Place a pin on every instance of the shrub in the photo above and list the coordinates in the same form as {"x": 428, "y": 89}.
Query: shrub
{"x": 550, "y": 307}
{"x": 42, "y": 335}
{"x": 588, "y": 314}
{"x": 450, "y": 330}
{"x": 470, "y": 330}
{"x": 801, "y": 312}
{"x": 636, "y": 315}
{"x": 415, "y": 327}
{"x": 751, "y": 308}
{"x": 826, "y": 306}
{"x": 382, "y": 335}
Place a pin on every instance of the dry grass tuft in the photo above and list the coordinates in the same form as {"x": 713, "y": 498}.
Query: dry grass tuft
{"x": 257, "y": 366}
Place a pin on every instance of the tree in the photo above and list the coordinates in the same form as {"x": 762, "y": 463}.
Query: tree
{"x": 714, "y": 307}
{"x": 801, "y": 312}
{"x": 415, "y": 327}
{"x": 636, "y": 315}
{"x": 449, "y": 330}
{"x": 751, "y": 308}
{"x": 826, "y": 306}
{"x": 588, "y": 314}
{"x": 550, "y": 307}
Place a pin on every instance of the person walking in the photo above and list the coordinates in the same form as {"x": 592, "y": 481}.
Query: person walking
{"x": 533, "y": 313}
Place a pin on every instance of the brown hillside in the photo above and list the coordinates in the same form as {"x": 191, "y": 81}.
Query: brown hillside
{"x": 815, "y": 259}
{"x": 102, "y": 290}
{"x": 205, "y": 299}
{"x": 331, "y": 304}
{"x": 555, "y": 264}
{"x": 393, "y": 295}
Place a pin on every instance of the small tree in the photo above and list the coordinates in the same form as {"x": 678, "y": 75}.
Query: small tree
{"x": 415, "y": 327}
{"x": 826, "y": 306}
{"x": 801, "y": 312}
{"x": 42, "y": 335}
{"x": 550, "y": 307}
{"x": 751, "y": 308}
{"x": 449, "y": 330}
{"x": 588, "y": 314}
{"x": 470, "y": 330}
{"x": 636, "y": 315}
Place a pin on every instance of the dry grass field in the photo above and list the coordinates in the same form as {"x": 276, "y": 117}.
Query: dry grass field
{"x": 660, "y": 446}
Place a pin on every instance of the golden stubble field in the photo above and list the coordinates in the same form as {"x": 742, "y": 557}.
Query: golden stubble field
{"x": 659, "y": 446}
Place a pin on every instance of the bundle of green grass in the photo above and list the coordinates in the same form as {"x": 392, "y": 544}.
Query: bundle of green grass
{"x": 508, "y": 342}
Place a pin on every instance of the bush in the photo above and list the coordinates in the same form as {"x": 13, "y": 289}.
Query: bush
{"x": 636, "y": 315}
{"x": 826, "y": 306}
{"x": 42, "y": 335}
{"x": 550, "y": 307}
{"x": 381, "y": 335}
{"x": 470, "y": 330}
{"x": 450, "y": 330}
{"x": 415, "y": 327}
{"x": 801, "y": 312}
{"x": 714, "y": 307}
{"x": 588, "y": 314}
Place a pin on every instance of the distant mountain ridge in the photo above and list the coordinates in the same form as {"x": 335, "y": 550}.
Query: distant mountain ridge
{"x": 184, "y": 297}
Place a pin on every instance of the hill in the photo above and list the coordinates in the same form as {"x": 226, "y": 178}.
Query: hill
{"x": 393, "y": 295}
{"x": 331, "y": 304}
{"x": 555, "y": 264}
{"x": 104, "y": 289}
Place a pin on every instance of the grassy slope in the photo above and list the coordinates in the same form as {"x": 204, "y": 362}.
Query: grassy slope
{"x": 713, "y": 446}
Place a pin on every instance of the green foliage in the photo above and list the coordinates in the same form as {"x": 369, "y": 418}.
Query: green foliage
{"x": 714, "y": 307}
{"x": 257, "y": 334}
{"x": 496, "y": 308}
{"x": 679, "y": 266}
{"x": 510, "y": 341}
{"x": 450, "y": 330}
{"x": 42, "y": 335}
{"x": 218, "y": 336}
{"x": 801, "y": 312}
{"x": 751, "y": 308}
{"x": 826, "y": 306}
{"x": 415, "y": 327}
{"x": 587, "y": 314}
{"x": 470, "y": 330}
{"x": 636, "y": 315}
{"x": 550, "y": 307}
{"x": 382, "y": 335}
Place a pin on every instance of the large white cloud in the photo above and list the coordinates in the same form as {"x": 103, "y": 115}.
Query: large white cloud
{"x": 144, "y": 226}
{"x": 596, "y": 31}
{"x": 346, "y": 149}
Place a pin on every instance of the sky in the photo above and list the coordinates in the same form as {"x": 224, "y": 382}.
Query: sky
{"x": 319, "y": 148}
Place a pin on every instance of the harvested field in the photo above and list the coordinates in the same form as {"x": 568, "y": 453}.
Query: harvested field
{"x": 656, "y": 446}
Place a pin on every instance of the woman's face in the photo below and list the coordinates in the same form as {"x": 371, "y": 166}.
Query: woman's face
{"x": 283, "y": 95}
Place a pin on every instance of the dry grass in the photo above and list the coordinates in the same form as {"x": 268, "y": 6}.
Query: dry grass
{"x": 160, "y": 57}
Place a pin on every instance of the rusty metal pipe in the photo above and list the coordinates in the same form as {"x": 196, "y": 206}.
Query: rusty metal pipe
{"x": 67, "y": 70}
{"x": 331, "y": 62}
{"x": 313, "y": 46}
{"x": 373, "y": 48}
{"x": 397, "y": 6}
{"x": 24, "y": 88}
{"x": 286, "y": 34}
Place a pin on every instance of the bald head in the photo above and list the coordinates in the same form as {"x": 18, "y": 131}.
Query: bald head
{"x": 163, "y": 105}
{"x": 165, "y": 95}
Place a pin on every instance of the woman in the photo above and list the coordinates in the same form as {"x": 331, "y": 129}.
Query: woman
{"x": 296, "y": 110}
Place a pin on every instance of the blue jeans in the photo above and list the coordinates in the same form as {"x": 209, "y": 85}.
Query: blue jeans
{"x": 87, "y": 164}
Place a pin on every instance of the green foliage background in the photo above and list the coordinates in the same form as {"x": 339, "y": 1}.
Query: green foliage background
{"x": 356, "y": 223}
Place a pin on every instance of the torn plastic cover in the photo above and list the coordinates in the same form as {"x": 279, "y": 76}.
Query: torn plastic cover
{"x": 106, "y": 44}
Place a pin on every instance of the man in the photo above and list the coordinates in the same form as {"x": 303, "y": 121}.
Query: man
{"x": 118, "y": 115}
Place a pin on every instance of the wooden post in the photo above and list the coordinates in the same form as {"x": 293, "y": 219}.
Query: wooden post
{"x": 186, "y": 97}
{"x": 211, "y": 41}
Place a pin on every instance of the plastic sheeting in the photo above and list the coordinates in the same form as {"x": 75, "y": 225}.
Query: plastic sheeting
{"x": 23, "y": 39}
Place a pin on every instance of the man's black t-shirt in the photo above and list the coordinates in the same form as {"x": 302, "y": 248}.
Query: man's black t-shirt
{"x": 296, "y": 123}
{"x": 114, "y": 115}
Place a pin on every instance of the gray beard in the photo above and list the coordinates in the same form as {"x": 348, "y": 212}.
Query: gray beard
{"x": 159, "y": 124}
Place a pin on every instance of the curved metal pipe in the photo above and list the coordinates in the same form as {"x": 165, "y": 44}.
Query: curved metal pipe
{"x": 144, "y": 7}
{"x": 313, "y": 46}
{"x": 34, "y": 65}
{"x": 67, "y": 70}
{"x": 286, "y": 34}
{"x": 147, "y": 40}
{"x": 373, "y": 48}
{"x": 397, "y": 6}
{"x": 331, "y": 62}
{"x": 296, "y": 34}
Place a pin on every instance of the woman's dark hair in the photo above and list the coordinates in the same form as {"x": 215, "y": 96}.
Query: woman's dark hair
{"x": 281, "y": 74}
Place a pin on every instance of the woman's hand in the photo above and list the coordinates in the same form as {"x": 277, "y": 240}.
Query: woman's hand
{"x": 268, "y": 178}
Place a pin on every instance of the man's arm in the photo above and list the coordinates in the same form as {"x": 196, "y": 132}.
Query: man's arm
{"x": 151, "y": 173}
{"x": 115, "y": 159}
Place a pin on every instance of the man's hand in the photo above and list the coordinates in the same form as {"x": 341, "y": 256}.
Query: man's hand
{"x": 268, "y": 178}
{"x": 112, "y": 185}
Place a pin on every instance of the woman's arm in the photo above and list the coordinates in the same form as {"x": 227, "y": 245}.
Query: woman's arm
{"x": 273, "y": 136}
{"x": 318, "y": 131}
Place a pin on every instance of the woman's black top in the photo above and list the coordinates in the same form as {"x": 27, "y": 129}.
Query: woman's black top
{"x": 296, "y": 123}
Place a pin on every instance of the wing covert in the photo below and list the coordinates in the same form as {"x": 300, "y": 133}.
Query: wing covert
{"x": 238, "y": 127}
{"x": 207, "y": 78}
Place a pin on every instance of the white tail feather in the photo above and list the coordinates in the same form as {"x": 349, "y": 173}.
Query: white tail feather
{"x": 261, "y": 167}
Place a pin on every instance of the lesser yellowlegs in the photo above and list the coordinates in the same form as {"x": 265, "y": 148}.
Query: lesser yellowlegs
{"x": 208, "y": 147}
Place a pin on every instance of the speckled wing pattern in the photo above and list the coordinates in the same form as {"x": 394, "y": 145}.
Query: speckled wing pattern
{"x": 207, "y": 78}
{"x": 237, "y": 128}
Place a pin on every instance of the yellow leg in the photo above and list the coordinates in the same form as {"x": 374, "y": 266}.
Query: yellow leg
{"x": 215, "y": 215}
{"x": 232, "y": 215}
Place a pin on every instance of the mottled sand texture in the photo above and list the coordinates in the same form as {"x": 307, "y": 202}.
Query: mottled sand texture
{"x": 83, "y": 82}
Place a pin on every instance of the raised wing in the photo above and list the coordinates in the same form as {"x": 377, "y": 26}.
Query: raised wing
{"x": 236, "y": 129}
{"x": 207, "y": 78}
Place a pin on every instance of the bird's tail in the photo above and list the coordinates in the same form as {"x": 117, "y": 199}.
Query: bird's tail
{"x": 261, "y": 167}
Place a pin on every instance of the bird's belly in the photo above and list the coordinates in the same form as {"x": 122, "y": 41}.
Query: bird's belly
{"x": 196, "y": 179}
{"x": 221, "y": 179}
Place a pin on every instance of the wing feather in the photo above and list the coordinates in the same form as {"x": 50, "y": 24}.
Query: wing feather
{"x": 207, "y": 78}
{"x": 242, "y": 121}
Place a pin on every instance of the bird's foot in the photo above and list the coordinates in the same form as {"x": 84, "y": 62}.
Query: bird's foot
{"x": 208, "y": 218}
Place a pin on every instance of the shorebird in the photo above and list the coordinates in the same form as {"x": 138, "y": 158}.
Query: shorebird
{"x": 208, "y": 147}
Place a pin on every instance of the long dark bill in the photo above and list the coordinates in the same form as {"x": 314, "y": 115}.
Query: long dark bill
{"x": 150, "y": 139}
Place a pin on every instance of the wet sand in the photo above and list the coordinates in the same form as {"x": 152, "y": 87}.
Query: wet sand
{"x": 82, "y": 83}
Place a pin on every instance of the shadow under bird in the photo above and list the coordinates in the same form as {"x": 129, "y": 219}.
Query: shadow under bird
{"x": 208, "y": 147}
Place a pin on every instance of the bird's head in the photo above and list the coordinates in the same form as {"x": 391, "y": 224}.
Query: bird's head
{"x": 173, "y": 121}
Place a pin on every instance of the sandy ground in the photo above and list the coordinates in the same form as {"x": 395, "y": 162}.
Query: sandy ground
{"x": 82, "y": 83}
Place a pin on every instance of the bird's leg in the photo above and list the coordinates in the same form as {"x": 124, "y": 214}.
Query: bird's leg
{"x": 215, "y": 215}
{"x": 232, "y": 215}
-*-*-
- _WHAT THE EXERCISE ASKS_:
Output exactly the lines of the material above from the one containing "Query: large white cloud" up to and including the one containing "Place a pin on every instance of the bald".

- _TASK RESPONSE_:
Query: large white cloud
{"x": 144, "y": 226}
{"x": 596, "y": 31}
{"x": 346, "y": 149}
Place a pin on every instance of the sky in the photo above and list the coordinates in the same form as {"x": 224, "y": 382}.
Query: sky
{"x": 319, "y": 148}
Place a pin on every instance of the harvested field in the photo above and list the coordinates in the same form as {"x": 568, "y": 453}.
Query: harvested field
{"x": 656, "y": 446}
Place a pin on every instance of the woman's face in the photo below and list the coordinates in the same form as {"x": 371, "y": 166}.
Query: woman's face
{"x": 283, "y": 95}
Place a pin on every instance of the dry grass in the photo above and list the coordinates in the same form as {"x": 268, "y": 6}.
Query: dry grass
{"x": 160, "y": 57}
Place a pin on every instance of the rusty metal pipe in the photo above and list the coordinates in the same form as {"x": 196, "y": 206}.
Query: rusty metal pipe
{"x": 67, "y": 70}
{"x": 331, "y": 62}
{"x": 313, "y": 46}
{"x": 373, "y": 48}
{"x": 397, "y": 6}
{"x": 24, "y": 88}
{"x": 286, "y": 34}
Place a pin on every instance of the bald head in the photo above and list the coordinates in the same form as {"x": 18, "y": 131}.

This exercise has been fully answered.